** Begin Passage given **

[Mesa-dev] prep work for 64-bit integer support

Thu Jun 9 20:28:30 UTC 2016

On Thu, Jun 9, 2016 at 4:11 PM, Ian Romanick <idr at freedesktop.org> wrote:
> On 06/09/2016 11:26 AM, Ilia Mirkin wrote:
>> On Thu, Jun 9, 2016 at 2:07 PM, Ian Romanick <idr at freedesktop.org> wrote:
>>> On 06/08/2016 02:15 PM, Dave Airlie wrote:
>>>> While writing ARB_gpu_shader_int64 I realised I needed to change
>>>> a lot of existing checks for doubles to 64bit, so I decided to
>>>> do that as much in advance as possible.
>>>
>>> I didn't know you were working on that.  I just started poking at more
>>> general sized integer support too.  I wanted to add support for 8, 16,
>>> and 64-bit types.
>>
>> Might be worth noting that NVIDIA has some support for "SIMD"
>> operations on 16- and 8-bit sized values packed in a 32-bit integer.
>> You can see what operations are supported by looking up "video
>> instructions" in the PTX ISA - those roughly map 1:1 with the
>> hardware. However I've never seen NVIDIA blob actually generate them,
>> even with NV_gpu_shader5's u8vec4 and such. I don't know how this
>> changes on Pascal, which is rumored to support fp16 ALU natively.
>
> Have you tried feeding it PTX directly?  It could just be a limitation
> of the GLSL compiler.

I haven't. Although I suspect that if I tell PTX to emit a particular
instruction, then it will convert it to the proper ISA encoding and
emit it, since they really do map 1:1 last I looked. I was more
surprised that u8vec4 + u8vec4 didn't end up using it, and instead did
the adds as 4x32-bit and then re-extracted the low 8 bits. Perhaps
NVIDIA knows something I don't, or perhaps like you say, their GLSL
compiler is just not smart enough to do it. Or perhaps that specific
case caused them to decide not to do it, but a different case would
have used it (probably various issues with instruction latencies, dual
issue capabilities, etc).

** End Passage given **

Requirement
Repeat word for word the portion of the Mesa-dev thread on 64-bit integer support between "On Thu, Jun 9, 2016 at 4:11" and "and 64-bit types.", inclusive.

** Begin Entries shown **

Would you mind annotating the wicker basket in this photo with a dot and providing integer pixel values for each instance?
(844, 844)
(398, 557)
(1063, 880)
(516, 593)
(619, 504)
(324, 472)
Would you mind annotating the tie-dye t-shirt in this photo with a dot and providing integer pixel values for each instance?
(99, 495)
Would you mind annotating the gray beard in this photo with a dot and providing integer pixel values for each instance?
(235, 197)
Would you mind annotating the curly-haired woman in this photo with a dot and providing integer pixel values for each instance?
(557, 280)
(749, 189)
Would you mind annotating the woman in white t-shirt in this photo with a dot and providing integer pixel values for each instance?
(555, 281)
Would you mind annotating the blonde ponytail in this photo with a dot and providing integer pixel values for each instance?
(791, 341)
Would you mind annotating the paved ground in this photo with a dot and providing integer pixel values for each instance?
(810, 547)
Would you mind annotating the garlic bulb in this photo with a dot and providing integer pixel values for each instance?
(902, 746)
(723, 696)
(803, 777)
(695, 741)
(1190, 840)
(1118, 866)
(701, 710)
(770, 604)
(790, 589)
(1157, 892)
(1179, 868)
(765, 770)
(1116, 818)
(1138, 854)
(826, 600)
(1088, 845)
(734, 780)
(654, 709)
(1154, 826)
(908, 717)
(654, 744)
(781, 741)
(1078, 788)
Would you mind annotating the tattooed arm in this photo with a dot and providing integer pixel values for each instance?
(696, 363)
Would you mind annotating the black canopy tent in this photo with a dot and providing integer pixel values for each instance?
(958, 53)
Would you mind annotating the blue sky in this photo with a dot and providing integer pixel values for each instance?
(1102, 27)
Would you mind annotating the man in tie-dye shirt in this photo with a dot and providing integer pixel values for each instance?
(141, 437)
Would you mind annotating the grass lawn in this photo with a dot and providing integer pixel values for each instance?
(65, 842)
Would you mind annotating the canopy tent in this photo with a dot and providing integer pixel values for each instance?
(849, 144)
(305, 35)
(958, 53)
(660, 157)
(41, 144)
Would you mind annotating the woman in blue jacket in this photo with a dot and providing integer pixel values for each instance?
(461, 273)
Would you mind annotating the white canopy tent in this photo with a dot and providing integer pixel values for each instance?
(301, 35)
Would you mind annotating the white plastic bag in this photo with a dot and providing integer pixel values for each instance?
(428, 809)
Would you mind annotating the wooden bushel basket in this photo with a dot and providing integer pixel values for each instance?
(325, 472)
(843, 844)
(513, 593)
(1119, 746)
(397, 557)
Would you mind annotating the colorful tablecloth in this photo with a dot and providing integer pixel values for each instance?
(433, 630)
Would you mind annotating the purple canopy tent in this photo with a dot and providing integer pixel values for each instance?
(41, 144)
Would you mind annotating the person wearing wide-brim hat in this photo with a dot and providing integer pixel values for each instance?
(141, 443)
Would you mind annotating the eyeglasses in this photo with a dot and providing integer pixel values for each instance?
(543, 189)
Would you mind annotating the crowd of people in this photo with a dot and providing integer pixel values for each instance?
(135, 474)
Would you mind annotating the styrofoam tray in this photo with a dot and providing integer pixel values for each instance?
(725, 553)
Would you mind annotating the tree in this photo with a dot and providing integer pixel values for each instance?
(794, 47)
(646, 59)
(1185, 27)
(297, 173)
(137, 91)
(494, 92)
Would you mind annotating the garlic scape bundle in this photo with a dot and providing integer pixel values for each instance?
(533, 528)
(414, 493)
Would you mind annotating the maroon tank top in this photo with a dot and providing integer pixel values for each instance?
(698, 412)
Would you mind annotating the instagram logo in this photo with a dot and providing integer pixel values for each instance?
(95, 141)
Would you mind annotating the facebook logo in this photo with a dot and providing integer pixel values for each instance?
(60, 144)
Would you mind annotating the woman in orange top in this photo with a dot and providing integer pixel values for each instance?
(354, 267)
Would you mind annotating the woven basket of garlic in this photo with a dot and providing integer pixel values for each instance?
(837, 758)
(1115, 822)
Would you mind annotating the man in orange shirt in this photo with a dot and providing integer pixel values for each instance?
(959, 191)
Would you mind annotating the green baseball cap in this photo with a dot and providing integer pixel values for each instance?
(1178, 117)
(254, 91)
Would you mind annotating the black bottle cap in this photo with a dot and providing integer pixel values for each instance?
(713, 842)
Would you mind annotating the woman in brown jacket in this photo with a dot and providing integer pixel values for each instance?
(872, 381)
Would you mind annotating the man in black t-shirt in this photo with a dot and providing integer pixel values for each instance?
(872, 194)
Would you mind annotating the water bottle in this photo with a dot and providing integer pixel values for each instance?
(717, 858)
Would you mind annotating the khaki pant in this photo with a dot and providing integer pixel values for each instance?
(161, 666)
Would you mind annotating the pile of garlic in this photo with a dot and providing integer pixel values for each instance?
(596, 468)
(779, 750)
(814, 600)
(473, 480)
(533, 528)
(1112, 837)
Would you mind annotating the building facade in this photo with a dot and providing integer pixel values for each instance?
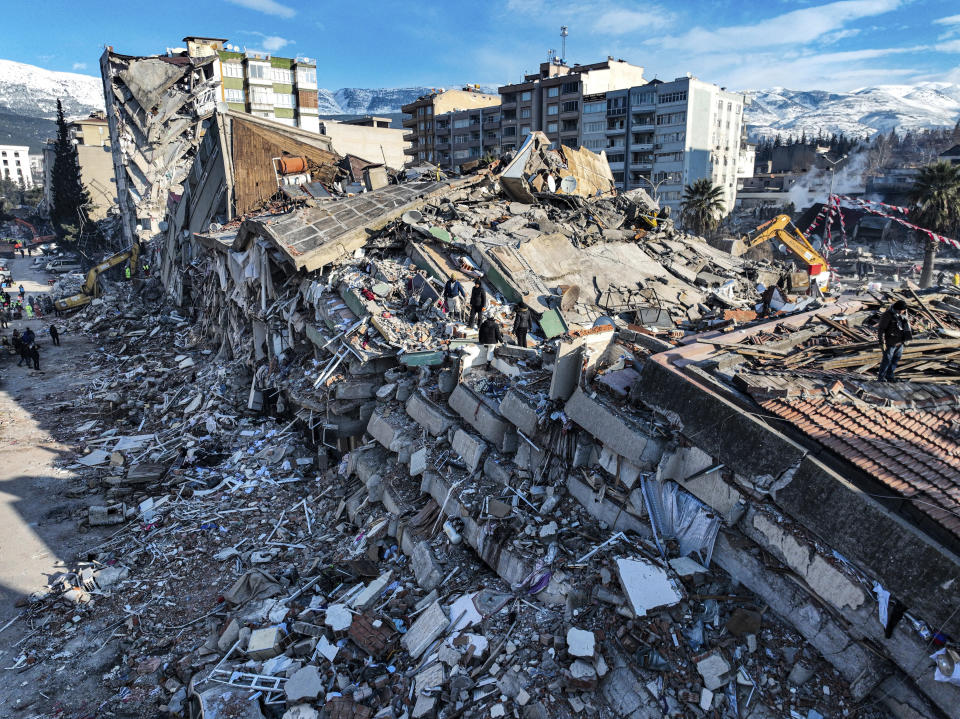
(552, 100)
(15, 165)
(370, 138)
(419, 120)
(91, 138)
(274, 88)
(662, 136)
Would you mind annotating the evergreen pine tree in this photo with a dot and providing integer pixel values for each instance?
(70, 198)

** End Entries shown **

Response
On Thu, Jun 9, 2016 at 4:11 PM, Ian Romanick <idr at freedesktop.org> wrote:
> On 06/09/2016 11:26 AM, Ilia Mirkin wrote:
>> On Thu, Jun 9, 2016 at 2:07 PM, Ian Romanick <idr at freedesktop.org> wrote:
>>> On 06/08/2016 02:15 PM, Dave Airlie wrote:
>>>> While writing ARB_gpu_shader_int64 I realised I needed to change
>>>> a lot of existing checks for doubles to 64bit, so I decided to
>>>> do that as much in advance as possible.
>>>
>>> I didn't know you were working on that.  I just started poking at more
>>> general sized integer support too.  I wanted to add support for 8, 16,
>>> and 64-bit types.